*Exercise details*. Nothing but the line with "One keypoint belongs on each instance. Annotate the weathered" and the lines after it, through the end of the records below, is to be repeated, exactly as it is.

*Materials provided*.
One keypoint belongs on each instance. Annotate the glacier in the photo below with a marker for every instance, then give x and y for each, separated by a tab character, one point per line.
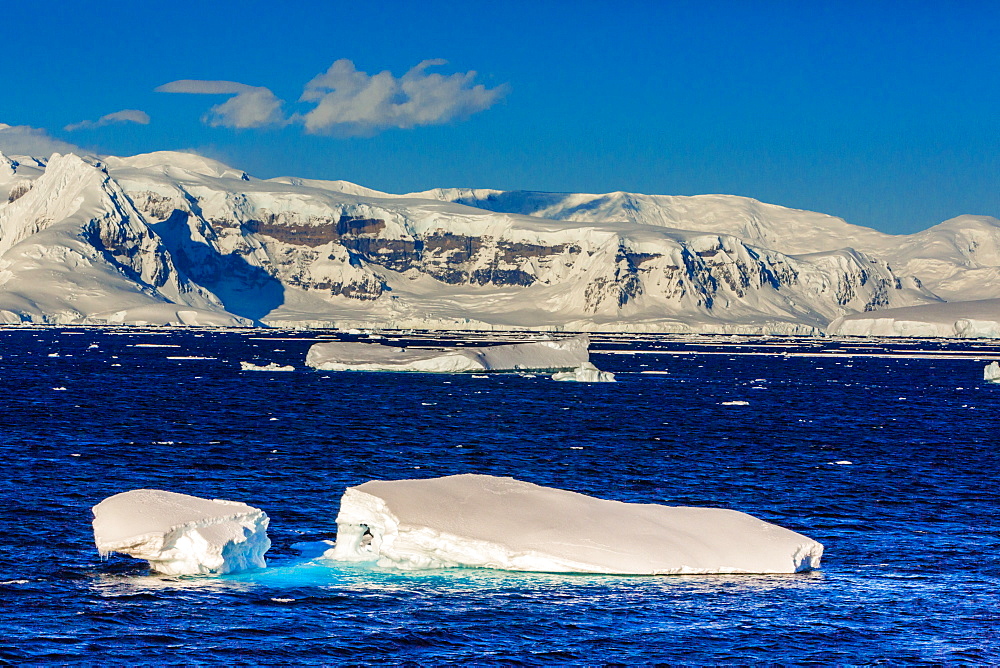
551	355
486	521
180	534
976	319
172	238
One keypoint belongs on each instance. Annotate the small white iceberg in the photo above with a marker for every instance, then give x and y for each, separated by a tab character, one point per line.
555	355
489	522
273	366
585	373
180	534
992	372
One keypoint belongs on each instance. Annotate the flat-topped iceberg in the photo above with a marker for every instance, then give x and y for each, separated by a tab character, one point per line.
273	366
556	355
992	372
180	534
585	373
490	522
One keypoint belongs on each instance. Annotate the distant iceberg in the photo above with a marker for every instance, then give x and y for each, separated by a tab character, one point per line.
490	522
585	373
180	534
556	355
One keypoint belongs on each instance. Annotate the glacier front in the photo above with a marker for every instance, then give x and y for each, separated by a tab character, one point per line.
492	522
180	534
555	355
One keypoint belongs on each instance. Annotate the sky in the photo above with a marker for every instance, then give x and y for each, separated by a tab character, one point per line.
886	114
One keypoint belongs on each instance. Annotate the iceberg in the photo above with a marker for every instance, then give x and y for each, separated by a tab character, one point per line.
491	522
273	366
585	373
180	534
555	355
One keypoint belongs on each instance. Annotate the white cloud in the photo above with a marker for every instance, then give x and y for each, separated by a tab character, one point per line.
250	106
123	116
350	102
26	140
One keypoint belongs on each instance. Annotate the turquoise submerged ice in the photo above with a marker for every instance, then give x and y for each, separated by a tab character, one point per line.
555	355
180	534
502	523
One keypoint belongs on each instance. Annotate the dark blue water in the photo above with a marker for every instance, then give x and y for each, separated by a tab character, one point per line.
910	526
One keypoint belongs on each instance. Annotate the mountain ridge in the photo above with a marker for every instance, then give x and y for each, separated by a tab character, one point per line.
166	233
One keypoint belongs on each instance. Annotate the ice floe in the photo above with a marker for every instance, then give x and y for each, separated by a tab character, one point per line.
552	355
992	372
180	534
273	366
585	373
491	522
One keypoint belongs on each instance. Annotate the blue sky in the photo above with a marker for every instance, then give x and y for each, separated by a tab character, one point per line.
885	114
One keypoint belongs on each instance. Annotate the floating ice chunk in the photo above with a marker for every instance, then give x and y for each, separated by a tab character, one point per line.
180	534
556	355
490	522
273	366
992	372
585	373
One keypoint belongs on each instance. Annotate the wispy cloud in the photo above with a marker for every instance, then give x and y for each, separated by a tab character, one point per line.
123	116
353	102
26	140
349	102
250	106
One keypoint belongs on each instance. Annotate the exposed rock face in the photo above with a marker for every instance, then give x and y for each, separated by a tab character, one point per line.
184	231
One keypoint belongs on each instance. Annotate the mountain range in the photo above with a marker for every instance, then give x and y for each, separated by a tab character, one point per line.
176	238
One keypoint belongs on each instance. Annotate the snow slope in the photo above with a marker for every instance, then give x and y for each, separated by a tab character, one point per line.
177	238
490	522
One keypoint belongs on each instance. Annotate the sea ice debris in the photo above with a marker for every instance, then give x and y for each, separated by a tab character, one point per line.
490	522
180	534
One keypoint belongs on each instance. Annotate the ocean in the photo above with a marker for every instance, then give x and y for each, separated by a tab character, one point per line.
886	452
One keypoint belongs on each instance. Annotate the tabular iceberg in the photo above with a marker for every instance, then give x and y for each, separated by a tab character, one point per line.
556	355
490	522
585	373
273	366
992	372
180	534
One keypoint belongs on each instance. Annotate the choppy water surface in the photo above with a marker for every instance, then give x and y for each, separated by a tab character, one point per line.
910	524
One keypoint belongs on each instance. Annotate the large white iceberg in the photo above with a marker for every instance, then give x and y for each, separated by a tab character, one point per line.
556	355
180	534
490	522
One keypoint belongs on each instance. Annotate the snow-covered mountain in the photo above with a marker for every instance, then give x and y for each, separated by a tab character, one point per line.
174	237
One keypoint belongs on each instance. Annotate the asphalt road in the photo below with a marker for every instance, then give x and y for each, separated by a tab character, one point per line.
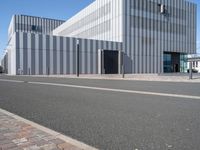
110	120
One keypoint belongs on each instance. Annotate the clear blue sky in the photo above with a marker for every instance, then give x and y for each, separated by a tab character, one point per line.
58	9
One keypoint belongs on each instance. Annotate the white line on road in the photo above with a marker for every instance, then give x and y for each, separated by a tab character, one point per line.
15	81
119	90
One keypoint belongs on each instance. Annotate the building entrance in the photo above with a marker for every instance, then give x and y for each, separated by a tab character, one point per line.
109	61
171	62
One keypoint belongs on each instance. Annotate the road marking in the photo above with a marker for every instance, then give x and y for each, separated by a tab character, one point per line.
118	90
58	135
15	81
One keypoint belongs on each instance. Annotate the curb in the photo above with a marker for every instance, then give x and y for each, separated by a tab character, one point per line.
58	135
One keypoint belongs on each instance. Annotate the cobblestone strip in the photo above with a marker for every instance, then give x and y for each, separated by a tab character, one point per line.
16	134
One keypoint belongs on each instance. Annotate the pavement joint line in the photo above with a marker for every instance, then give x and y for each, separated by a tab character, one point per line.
118	90
15	81
58	135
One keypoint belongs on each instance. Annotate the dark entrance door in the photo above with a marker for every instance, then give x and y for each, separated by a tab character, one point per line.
110	62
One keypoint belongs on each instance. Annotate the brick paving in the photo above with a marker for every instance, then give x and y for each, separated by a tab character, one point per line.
17	135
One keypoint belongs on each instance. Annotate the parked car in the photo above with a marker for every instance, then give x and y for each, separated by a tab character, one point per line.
193	71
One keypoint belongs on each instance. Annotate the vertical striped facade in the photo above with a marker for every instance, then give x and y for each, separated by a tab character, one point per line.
145	32
148	33
23	23
41	54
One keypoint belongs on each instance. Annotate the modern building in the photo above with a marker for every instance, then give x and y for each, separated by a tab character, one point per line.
4	63
195	60
143	36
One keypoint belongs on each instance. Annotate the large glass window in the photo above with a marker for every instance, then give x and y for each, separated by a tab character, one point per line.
183	63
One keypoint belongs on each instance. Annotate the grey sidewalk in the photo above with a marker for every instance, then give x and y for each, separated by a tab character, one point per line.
16	134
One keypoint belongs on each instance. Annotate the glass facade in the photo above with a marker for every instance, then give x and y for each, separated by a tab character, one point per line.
183	63
174	62
167	63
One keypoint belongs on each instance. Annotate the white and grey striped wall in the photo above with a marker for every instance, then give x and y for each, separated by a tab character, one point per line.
40	54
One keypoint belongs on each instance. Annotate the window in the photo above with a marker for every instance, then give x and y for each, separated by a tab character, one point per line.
193	64
33	28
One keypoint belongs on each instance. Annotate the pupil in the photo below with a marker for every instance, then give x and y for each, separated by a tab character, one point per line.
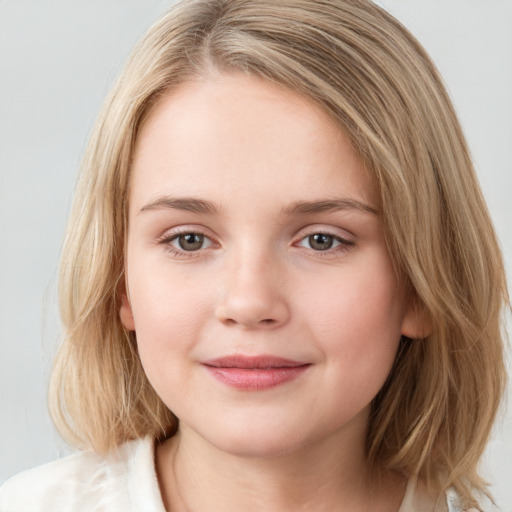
321	242
191	242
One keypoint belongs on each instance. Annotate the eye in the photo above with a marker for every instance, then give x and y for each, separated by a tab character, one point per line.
324	242
190	242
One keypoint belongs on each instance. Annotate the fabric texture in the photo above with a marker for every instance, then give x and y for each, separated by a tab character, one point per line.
126	481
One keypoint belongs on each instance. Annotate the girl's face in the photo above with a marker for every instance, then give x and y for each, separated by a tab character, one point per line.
266	309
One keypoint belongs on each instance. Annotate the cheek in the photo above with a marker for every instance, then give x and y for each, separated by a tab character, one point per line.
356	315
169	313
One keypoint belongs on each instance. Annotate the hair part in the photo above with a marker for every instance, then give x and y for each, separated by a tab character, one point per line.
434	415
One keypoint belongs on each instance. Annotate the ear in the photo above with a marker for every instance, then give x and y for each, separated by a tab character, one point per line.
417	322
125	310
125	313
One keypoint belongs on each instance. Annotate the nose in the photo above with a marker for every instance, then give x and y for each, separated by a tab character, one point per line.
252	294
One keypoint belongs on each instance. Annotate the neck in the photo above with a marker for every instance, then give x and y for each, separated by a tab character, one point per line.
341	478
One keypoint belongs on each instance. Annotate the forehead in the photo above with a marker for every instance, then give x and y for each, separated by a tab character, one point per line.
234	135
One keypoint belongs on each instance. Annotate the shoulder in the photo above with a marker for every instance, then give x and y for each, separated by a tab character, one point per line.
419	498
85	481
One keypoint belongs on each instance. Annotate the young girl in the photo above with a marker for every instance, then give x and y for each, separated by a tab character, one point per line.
280	284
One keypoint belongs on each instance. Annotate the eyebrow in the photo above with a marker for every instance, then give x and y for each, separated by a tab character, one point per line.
201	206
328	205
188	204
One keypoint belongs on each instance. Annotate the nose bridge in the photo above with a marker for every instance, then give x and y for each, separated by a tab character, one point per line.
252	293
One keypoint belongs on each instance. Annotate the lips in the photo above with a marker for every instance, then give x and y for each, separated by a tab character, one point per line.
255	373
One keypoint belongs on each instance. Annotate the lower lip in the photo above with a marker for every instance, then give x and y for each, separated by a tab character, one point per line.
256	379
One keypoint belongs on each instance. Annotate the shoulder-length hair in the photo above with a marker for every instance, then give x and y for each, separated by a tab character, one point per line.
434	414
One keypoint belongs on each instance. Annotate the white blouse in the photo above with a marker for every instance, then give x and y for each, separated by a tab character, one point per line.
124	481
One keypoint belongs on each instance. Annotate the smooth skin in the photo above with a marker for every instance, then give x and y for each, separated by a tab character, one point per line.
254	229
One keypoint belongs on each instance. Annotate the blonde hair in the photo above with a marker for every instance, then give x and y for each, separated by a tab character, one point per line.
434	415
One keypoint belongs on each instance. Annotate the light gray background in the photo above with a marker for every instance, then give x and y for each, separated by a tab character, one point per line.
57	60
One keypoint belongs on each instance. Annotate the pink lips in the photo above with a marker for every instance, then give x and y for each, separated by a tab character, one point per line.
256	372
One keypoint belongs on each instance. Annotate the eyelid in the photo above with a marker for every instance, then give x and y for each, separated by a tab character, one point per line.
345	242
171	234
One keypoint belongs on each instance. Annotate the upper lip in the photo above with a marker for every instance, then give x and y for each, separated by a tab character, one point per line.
253	362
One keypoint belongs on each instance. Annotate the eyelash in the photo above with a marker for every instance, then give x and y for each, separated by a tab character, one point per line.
166	240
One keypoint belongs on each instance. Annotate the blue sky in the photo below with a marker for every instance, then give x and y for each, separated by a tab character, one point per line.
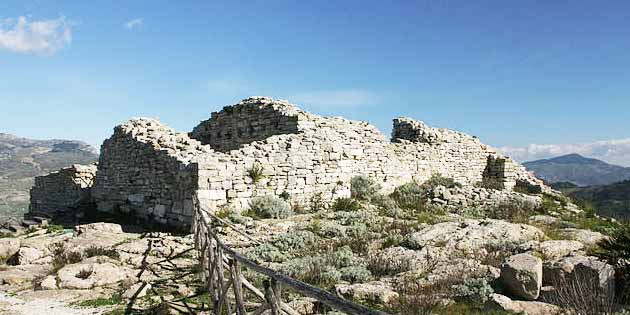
513	73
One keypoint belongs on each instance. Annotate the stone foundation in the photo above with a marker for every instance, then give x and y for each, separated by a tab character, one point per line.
62	192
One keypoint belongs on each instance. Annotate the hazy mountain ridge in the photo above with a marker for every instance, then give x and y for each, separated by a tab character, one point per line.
22	159
578	170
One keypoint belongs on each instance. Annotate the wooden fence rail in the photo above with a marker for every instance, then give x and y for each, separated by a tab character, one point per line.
231	293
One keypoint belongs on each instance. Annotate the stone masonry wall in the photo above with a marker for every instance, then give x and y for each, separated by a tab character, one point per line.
61	192
145	169
250	120
152	171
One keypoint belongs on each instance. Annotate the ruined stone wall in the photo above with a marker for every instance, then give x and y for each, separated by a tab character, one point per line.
146	170
152	171
252	119
62	192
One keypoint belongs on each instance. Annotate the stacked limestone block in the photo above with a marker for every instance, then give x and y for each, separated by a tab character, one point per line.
148	170
62	192
153	171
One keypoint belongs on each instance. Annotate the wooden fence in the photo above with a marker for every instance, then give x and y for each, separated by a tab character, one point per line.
231	293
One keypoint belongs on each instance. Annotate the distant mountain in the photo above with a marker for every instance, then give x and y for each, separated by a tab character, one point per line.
610	200
579	170
22	159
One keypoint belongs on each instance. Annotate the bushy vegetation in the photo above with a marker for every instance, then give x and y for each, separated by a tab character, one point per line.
346	204
270	207
255	172
93	251
363	187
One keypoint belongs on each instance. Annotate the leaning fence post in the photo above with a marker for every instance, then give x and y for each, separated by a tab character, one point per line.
235	269
271	298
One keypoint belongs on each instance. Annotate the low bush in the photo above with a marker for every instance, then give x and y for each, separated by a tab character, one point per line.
93	251
410	196
255	172
473	291
346	204
270	207
363	187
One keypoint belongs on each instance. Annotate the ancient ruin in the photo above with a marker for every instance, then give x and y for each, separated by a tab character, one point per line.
263	146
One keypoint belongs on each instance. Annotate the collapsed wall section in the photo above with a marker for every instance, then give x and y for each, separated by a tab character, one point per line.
62	192
147	170
253	119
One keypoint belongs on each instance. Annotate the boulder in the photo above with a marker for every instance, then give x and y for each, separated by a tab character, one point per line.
98	227
8	247
49	283
580	268
28	255
559	248
586	237
90	275
375	291
137	291
522	276
504	303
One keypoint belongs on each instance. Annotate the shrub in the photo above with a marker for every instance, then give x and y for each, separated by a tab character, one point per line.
270	207
100	251
346	204
410	196
473	291
363	187
616	251
255	172
317	203
514	210
355	274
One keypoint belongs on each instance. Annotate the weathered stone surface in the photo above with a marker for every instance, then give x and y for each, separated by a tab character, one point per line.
504	303
375	291
137	290
49	283
581	268
522	275
90	275
28	255
98	227
555	249
586	237
63	191
153	171
8	247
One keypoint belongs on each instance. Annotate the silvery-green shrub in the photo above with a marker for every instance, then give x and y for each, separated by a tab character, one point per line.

*Written answer*.
One keypoint belongs on each instance. Annotate the weathered stone surface in the photo above with a marker for every instance, then give x and y for each, separated by a tab character, one point per line.
504	303
375	291
137	290
49	283
581	268
522	275
90	275
28	255
98	227
555	249
586	237
63	191
153	171
8	247
One keypoint belongs on each instance. Annotate the silvery-green shrub in the photo above with a marker for every instance, then give x and y for each, separated by a tab character, one point per line.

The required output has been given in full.